**Excerpted records**
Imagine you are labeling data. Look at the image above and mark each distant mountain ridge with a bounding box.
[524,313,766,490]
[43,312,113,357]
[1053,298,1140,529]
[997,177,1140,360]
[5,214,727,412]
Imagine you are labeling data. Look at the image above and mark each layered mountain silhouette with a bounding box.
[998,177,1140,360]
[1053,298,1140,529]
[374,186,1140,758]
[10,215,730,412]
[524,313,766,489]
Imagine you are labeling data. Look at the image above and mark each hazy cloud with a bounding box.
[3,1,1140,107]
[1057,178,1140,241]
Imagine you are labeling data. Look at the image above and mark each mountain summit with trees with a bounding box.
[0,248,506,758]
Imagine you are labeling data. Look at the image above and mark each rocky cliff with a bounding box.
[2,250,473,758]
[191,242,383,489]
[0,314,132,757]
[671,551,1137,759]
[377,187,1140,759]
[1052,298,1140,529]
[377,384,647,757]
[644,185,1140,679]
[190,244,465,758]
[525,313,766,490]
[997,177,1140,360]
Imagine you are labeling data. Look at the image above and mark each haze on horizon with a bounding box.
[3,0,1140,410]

**Task item**
In the listing above, find the line that contains "trees with a bounding box.". Write it out exactly, along with each line after it up to and including the last.

**Task output**
Imagine you are labeling data. Look at the image above and mark each mountain summit with trees with a bounding box.
[0,248,506,758]
Imagine you are labeling data. Look at the image above and mark each rocky cliff with a bounding box.
[2,250,473,758]
[191,242,383,489]
[0,314,132,757]
[671,551,1137,759]
[377,187,1140,759]
[1052,298,1140,529]
[377,384,647,757]
[644,185,1140,679]
[190,244,465,758]
[525,313,766,490]
[997,177,1140,360]
Imagine you are labeling data. Look at the image above and mark each haze on horizon with a bounding box.
[3,0,1140,410]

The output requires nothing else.